[Dataset rows]
....................

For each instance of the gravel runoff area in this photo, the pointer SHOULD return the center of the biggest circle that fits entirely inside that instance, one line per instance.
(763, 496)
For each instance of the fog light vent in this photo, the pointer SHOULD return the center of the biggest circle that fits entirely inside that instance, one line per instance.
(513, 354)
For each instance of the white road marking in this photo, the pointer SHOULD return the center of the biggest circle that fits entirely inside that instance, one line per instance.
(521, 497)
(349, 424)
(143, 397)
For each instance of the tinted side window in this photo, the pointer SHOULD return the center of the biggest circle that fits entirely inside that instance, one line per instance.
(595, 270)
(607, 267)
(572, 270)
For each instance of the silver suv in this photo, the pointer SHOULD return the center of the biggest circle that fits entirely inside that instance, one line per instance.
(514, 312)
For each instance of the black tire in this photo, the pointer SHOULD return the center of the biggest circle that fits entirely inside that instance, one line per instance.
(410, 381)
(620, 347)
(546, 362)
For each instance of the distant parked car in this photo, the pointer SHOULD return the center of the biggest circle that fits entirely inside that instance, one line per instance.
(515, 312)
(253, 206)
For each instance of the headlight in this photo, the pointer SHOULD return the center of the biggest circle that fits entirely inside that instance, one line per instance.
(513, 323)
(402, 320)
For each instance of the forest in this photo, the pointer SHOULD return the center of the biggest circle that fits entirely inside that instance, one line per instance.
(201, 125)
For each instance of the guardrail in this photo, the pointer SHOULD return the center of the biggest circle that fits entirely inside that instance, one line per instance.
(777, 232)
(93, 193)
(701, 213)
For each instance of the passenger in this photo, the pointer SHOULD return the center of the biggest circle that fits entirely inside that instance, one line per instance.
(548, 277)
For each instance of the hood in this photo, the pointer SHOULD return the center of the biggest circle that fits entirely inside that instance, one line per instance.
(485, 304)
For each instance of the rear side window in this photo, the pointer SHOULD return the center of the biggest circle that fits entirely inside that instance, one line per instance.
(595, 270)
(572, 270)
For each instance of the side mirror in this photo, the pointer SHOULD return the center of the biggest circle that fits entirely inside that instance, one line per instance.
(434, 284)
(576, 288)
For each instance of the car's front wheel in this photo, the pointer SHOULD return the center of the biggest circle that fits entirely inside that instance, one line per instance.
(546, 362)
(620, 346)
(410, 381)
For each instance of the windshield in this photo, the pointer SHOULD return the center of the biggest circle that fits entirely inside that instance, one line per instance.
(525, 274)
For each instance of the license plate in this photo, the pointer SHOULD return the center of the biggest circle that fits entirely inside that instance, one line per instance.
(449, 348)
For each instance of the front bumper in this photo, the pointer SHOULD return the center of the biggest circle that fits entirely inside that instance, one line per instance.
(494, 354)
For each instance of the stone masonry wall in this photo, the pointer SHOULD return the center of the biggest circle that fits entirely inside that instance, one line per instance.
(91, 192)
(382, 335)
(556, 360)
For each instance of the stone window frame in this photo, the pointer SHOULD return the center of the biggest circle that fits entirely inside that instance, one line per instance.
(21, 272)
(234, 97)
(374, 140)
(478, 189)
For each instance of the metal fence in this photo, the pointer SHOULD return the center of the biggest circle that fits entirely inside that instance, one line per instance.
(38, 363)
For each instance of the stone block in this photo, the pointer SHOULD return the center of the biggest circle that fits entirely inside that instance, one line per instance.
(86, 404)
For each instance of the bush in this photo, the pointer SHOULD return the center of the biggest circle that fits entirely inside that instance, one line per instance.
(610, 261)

....................

» Stated task
Put every line of the material above into a Markdown table with two columns, Row for a running row number and Entry for the line itself. Leave out any blank lines.

» Written solution
| Row | Entry |
|---|---|
| 1 | For each instance of the gravel runoff area in this photo, the pointer SHOULD return the center of the biggest circle that fits entirely inside that instance, one line per instance. |
| 2 | (763, 496) |
| 3 | For each instance of the fog light vent in this photo, the pointer SHOULD return the center of the biggest circle that fits entirely inside that instance, one line per instance. |
| 4 | (513, 354) |
| 5 | For each instance of the white road marking in this photo, the pointer SHOULD return the center of the biggest circle that fits entirely inside that instance, one line per instance. |
| 6 | (521, 497) |
| 7 | (349, 424) |
| 8 | (143, 397) |
| 9 | For each instance of the tinted side window in this photo, the pointer SHOULD return the center of the biggest circle that fits entirely inside that instance, one line per instance. |
| 10 | (595, 270) |
| 11 | (607, 267) |
| 12 | (572, 270) |
| 13 | For each instance of the silver suv in this photo, the pointer SHOULD return the center of the biggest circle that fits entirely inside that instance, one line per instance. |
| 14 | (514, 312) |
| 15 | For each instance of the black tire in this photo, the pointer SHOULD return the center of the biggest circle that fits entirely inside that instance, one line per instance. |
| 16 | (410, 381) |
| 17 | (620, 347) |
| 18 | (546, 362) |
| 19 | For each instance of the distant parked car in this photo, the pointer SHOULD return the center of the biggest circle that fits entirely inside that instance, one line per instance. |
| 20 | (515, 312) |
| 21 | (253, 206) |
| 22 | For each instance of the headlight in this photo, the pointer SHOULD return the center of the biggest circle that fits entirely inside that instance, one line per instance. |
| 23 | (513, 323) |
| 24 | (402, 320) |
| 25 | For each instance of the forest in this photo, the pointer SHOULD return the center of the biggest circle that fits entirely inside that instance, one line per instance. |
| 26 | (201, 125) |
| 27 | For each instance of the guardrail in this photo, the pointer SHOULD return the center of the biggest circle that fits entirely inside that instance, one line per instance. |
| 28 | (777, 232) |
| 29 | (93, 193) |
| 30 | (701, 213) |
| 31 | For each instance of the passenger in this photo, the pointer SHOULD return the center of the biggest circle that fits entirely inside that instance, one line per instance. |
| 32 | (548, 277) |
| 33 | For each instance of the hood in this photo, the pointer SHOULD return the center of the biggest circle that fits entirely inside that instance, one line per instance. |
| 34 | (485, 304) |
| 35 | For each instance of the rear side window in this photo, the pointer SHOULD return the center of the biggest circle that fits entirely inside that instance, one line per instance. |
| 36 | (595, 270) |
| 37 | (572, 270) |
| 38 | For each instance of the side mirror in this photo, the pointer SHOULD return the center of the biggest circle that fits entirely inside that instance, one line per instance. |
| 39 | (434, 284) |
| 40 | (576, 288) |
| 41 | For each instance of the car's front wheel in this photo, the pointer SHOULD return the center of the biggest circle that fits entirely inside that instance, one line per instance. |
| 42 | (546, 362) |
| 43 | (620, 346) |
| 44 | (410, 381) |
| 45 | For each instance of the windshield in this photo, the pointer SHOULD return the center of the biggest circle that fits entirely inside that instance, one line per instance. |
| 46 | (525, 274) |
| 47 | For each instance of the license plate in this photo, the pointer SHOULD return the center of the biggest circle that fits entirely inside that instance, one line per instance. |
| 48 | (449, 348) |
| 49 | For each instance of the front bumper in this photo, the pointer SHOULD return the center of the biggest circle that fits entirely inside that instance, one line per instance. |
| 50 | (494, 354) |
| 51 | For each instance of the stone masonry wall in this photo, the pointer SHOULD return the center of the biggest circle that fits entirely inside that instance, one line per instance. |
| 52 | (91, 192) |
| 53 | (382, 335) |
| 54 | (556, 360) |
| 55 | For each instance of the stone window frame in this photo, the pointer SHOULD return the center of the biggest circle that fits entirely inside that instance, one line per instance. |
| 56 | (21, 272) |
| 57 | (234, 97) |
| 58 | (374, 140) |
| 59 | (478, 189) |
| 60 | For each instance of the metal fence in this photo, the pointer SHOULD return the center of the biggest circle that fits entirely inside that instance, one line per instance. |
| 61 | (38, 363) |
| 62 | For each instance of the stone block in this photo, the pointer SHOULD return the center of the biggest circle that fits entirely inside that instance, one line per instance. |
| 63 | (86, 404) |
| 64 | For each instance of the bush in this photo, the pointer SHOULD return the center of the biggest circle that fits entirely inside that instance, one line per instance. |
| 65 | (610, 261) |